◆ Written request
Copy out every line in the material below that contains the word "lights".

◆ Data provided

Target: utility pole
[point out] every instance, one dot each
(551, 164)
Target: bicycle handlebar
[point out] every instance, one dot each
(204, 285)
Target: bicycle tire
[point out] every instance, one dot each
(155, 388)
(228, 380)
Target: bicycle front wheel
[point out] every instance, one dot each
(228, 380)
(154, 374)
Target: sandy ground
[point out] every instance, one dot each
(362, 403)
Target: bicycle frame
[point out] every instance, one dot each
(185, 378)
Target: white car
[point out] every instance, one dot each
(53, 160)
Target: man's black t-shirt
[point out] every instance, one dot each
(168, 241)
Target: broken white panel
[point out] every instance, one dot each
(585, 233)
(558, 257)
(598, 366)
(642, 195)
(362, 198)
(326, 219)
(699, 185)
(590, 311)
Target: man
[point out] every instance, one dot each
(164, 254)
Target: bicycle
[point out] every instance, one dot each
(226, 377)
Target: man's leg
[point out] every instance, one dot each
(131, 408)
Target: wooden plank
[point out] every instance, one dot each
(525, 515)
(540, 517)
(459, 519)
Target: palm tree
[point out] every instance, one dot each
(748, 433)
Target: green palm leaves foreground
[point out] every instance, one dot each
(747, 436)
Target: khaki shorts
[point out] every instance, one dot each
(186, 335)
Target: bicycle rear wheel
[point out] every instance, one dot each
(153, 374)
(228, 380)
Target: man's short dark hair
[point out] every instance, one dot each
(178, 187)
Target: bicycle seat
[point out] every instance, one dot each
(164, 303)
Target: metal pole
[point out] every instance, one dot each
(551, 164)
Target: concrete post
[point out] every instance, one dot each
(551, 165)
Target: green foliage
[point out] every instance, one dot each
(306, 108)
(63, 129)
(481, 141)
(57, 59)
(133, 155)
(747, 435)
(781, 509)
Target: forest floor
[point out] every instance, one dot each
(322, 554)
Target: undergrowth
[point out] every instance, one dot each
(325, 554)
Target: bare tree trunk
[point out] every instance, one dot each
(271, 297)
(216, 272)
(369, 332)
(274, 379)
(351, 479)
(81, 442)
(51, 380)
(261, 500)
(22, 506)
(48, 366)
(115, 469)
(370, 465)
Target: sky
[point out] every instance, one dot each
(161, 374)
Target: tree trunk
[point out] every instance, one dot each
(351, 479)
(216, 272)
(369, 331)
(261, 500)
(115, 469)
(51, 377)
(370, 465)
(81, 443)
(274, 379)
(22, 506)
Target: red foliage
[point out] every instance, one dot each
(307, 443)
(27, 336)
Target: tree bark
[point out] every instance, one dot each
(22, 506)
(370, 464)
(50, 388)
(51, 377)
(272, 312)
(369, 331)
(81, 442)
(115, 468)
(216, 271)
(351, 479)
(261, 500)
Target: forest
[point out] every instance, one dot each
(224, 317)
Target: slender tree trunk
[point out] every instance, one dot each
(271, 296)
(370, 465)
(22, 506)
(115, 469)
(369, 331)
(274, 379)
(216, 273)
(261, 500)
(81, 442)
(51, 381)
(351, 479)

--

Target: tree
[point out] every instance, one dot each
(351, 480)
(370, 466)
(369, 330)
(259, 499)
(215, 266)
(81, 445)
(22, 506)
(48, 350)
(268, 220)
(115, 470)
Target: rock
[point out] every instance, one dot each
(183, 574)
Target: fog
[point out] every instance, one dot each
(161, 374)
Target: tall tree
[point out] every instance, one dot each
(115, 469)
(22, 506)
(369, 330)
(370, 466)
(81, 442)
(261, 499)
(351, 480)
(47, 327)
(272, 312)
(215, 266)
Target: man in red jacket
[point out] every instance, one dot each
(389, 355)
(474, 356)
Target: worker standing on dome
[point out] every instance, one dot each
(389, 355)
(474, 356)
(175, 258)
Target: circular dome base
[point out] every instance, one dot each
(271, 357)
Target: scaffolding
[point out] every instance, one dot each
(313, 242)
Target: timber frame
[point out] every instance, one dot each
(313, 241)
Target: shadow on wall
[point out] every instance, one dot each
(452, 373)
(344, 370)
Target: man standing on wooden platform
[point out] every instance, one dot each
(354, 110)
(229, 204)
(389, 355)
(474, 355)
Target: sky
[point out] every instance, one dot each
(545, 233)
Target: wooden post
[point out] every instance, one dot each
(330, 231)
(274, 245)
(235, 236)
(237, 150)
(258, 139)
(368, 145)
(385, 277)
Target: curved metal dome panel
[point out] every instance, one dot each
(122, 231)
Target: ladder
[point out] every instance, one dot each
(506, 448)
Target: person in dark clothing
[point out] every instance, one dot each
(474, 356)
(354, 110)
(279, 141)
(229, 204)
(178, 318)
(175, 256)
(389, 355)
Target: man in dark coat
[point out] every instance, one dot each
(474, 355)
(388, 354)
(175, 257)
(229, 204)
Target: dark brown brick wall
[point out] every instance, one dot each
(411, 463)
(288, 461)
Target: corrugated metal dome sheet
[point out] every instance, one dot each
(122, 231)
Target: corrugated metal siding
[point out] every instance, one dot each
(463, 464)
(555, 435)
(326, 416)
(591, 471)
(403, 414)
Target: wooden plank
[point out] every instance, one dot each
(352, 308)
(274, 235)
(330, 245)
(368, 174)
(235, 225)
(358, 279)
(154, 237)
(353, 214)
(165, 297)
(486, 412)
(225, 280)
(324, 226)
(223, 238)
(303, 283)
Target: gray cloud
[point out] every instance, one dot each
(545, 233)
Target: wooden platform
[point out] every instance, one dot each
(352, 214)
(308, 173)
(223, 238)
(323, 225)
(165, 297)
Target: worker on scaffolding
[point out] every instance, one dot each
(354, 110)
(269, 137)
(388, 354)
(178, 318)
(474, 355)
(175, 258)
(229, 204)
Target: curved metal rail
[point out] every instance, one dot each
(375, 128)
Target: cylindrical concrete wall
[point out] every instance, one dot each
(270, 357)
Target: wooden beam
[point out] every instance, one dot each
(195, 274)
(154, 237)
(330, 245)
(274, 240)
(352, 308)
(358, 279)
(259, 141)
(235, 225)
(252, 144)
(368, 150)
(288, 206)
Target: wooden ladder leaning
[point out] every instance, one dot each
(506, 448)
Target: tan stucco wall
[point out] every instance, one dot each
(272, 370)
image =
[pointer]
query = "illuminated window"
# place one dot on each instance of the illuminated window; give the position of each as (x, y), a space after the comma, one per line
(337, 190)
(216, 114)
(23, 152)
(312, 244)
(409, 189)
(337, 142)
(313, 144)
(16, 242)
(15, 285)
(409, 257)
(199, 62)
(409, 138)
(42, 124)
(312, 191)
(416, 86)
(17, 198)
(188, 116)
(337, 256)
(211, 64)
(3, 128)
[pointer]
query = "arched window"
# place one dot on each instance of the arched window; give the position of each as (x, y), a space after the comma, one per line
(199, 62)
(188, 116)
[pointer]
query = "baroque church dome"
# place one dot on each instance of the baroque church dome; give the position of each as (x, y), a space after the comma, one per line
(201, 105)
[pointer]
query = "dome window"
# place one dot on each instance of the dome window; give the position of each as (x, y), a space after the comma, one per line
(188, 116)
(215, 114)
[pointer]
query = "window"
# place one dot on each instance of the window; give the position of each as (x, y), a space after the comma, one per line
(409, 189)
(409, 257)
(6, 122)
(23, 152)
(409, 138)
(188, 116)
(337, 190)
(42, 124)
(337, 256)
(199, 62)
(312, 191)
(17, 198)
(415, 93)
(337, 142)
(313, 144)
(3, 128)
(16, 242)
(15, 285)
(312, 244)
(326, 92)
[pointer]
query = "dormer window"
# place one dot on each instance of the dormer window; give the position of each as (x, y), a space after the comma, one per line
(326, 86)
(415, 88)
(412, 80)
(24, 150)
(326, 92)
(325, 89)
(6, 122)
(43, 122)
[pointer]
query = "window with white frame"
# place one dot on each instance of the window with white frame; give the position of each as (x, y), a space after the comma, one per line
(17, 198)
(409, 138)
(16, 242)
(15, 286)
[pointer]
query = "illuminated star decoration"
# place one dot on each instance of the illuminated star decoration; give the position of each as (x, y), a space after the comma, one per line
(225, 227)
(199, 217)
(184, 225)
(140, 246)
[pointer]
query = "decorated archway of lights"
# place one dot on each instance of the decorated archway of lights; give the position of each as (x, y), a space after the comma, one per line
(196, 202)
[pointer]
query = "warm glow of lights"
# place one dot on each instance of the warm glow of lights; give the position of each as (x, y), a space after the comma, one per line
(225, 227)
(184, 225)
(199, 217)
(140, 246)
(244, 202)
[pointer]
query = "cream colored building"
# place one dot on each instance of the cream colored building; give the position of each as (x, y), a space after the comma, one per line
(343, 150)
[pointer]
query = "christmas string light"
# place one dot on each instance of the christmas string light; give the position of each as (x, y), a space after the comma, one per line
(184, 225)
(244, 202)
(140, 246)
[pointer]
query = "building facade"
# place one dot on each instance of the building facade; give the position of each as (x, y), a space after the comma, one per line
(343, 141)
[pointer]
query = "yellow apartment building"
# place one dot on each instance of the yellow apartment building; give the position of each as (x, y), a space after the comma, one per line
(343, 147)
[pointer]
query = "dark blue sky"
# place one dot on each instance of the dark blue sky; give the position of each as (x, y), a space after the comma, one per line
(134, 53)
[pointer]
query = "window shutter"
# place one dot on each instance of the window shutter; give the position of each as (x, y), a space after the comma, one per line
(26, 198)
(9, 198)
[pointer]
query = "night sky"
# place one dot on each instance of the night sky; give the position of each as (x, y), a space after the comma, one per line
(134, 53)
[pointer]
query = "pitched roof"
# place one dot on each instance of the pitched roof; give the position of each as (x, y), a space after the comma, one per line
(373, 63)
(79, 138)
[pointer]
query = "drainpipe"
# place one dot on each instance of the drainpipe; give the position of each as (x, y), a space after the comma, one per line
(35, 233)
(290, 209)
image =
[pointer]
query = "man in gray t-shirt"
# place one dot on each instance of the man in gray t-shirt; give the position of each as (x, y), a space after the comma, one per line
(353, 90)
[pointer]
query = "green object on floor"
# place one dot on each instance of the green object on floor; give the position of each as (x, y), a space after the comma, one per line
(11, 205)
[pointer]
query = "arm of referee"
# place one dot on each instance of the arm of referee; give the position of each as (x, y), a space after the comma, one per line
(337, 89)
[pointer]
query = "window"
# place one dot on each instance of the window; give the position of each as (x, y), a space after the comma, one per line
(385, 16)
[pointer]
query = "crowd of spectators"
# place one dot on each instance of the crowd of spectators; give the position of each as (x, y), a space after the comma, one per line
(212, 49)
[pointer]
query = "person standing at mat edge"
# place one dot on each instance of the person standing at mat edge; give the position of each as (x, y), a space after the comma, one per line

◆ Answer
query = "decorated archway of lights"
# place one dot on each instance of the decorated archway of lights; give the position of each as (x, y), a space after the comma, one per line
query = "warm glow of lights"
# place one dot on each instance of the warm glow of lights; give the position of each as (x, y), a space after the comma, one per line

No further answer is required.